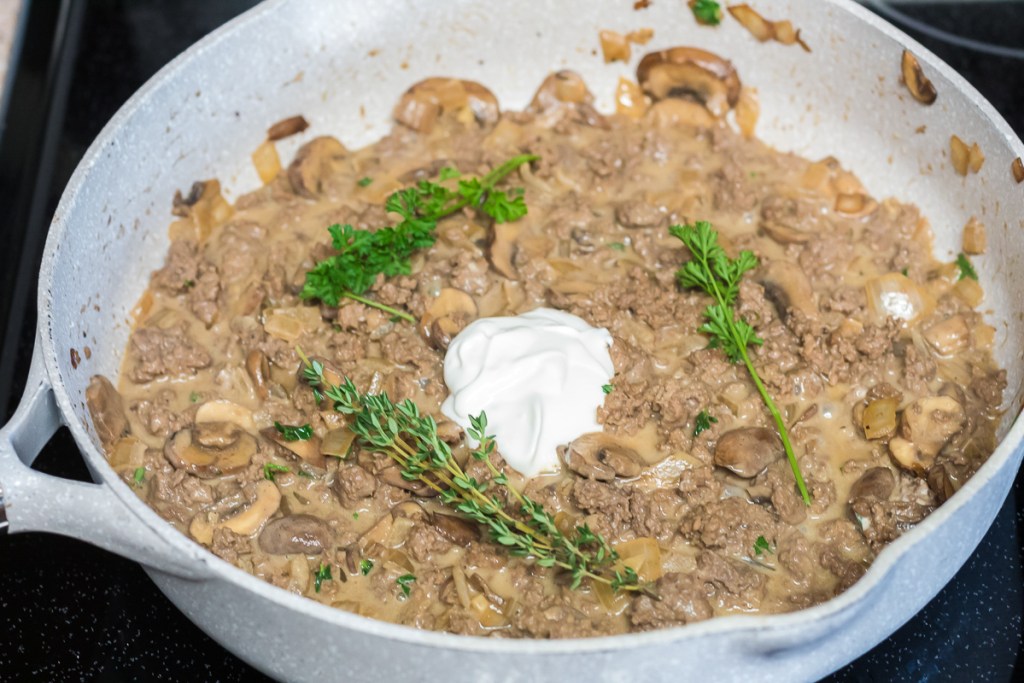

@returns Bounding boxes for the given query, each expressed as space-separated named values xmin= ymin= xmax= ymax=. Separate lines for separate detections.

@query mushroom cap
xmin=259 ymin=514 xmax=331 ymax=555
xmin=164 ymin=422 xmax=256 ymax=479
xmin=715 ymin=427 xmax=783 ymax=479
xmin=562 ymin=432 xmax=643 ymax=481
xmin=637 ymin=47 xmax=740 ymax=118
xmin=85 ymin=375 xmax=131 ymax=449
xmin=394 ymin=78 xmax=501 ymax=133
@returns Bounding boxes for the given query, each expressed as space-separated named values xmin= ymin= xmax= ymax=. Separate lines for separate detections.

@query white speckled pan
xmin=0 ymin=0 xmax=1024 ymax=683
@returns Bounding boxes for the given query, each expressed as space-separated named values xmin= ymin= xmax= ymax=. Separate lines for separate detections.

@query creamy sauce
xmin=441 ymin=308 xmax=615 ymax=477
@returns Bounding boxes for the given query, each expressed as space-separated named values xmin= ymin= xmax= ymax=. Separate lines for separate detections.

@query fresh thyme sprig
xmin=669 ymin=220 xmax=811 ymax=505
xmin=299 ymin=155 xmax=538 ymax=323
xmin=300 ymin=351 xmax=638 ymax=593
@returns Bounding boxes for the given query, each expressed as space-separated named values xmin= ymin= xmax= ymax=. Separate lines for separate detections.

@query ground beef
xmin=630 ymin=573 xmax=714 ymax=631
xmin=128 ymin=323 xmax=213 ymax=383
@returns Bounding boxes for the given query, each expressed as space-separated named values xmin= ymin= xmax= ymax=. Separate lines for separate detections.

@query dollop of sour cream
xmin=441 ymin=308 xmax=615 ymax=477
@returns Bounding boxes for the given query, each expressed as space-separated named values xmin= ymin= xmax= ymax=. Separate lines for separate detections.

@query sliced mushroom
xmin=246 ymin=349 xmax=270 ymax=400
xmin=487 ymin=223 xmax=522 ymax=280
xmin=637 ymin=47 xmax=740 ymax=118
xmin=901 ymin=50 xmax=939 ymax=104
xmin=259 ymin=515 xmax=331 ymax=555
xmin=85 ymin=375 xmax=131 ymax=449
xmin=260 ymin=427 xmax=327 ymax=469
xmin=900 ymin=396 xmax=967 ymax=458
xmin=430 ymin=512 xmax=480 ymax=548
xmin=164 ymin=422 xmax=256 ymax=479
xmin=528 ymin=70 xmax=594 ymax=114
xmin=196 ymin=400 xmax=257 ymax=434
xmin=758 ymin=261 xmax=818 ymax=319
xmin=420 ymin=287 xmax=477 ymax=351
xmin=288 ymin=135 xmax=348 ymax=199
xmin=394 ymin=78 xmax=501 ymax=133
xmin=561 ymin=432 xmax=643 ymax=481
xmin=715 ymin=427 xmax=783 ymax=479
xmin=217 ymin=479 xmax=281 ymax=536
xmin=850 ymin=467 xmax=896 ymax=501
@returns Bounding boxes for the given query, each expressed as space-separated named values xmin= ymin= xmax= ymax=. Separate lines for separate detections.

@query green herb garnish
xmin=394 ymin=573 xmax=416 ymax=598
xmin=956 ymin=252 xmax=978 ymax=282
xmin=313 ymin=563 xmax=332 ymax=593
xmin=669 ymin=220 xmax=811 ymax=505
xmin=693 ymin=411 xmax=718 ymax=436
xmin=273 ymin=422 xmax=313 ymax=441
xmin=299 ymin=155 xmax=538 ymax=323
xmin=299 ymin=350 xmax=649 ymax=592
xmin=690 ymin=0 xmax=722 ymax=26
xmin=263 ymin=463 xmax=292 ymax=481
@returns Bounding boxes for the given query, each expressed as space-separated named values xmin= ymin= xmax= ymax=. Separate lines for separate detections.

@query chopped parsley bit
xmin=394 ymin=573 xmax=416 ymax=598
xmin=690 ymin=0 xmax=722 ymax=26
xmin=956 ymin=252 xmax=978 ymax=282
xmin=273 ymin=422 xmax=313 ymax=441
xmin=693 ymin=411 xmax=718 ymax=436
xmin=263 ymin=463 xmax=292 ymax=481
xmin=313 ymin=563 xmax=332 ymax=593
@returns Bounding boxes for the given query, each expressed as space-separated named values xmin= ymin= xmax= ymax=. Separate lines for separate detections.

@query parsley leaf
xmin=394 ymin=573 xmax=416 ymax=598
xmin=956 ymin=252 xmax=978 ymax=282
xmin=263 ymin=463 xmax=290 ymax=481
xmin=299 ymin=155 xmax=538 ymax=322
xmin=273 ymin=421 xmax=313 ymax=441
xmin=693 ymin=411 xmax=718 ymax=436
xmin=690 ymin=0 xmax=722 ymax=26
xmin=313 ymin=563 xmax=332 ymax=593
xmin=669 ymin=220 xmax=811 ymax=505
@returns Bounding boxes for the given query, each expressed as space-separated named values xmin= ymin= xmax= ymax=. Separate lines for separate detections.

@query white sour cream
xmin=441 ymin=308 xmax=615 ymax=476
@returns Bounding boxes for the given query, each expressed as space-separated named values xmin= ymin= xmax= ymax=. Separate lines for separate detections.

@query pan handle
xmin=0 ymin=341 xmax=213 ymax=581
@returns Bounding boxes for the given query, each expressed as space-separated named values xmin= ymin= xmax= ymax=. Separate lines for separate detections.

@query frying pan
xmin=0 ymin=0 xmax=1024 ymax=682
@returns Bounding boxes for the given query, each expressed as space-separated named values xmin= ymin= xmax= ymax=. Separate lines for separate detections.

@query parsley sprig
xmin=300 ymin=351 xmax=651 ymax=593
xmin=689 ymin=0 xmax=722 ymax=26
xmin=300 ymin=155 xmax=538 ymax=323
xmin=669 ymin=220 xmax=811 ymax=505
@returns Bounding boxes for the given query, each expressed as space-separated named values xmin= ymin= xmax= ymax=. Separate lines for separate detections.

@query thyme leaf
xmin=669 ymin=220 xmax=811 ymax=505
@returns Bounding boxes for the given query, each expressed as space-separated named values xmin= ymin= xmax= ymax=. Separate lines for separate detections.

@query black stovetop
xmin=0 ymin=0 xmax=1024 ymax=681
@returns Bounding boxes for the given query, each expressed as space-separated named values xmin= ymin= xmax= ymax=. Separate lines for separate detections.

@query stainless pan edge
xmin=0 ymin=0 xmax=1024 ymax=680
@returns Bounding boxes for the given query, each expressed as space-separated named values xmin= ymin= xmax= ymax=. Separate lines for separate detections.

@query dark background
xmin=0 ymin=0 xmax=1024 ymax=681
===============
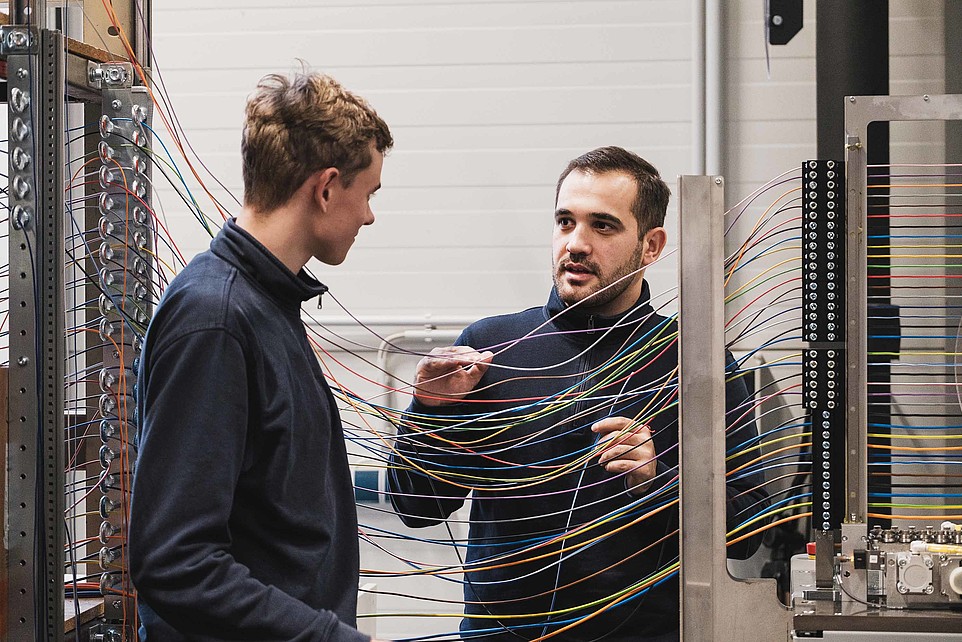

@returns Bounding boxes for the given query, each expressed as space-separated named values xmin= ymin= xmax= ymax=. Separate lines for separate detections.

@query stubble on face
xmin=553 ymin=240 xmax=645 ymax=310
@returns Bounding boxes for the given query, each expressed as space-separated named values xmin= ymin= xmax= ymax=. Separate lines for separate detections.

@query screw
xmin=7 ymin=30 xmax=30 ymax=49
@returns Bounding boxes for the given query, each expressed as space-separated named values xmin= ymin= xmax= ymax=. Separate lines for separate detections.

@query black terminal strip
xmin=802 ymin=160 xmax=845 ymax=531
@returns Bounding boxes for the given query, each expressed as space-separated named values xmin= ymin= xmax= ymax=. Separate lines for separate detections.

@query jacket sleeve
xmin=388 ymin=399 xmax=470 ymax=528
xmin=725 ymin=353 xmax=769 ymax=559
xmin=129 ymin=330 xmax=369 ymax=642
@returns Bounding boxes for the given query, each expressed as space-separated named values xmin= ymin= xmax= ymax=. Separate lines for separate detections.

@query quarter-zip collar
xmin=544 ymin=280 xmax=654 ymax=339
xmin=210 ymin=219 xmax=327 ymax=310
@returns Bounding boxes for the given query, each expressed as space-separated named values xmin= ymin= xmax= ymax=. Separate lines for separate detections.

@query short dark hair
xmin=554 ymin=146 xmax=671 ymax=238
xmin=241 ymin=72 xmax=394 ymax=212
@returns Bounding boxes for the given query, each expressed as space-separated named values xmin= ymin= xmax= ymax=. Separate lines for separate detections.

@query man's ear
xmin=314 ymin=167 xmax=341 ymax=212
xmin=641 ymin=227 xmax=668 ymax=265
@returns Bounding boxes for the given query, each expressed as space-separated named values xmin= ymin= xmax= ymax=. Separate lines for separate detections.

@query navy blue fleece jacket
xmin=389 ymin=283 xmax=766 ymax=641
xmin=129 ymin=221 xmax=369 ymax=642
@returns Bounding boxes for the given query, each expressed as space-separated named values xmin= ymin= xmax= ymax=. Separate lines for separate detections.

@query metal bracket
===============
Problem statement: Show every line in the rows above that contains the word "dark", treating uppercase and lowercase as different.

Task answer:
@query dark background
@query short dark hair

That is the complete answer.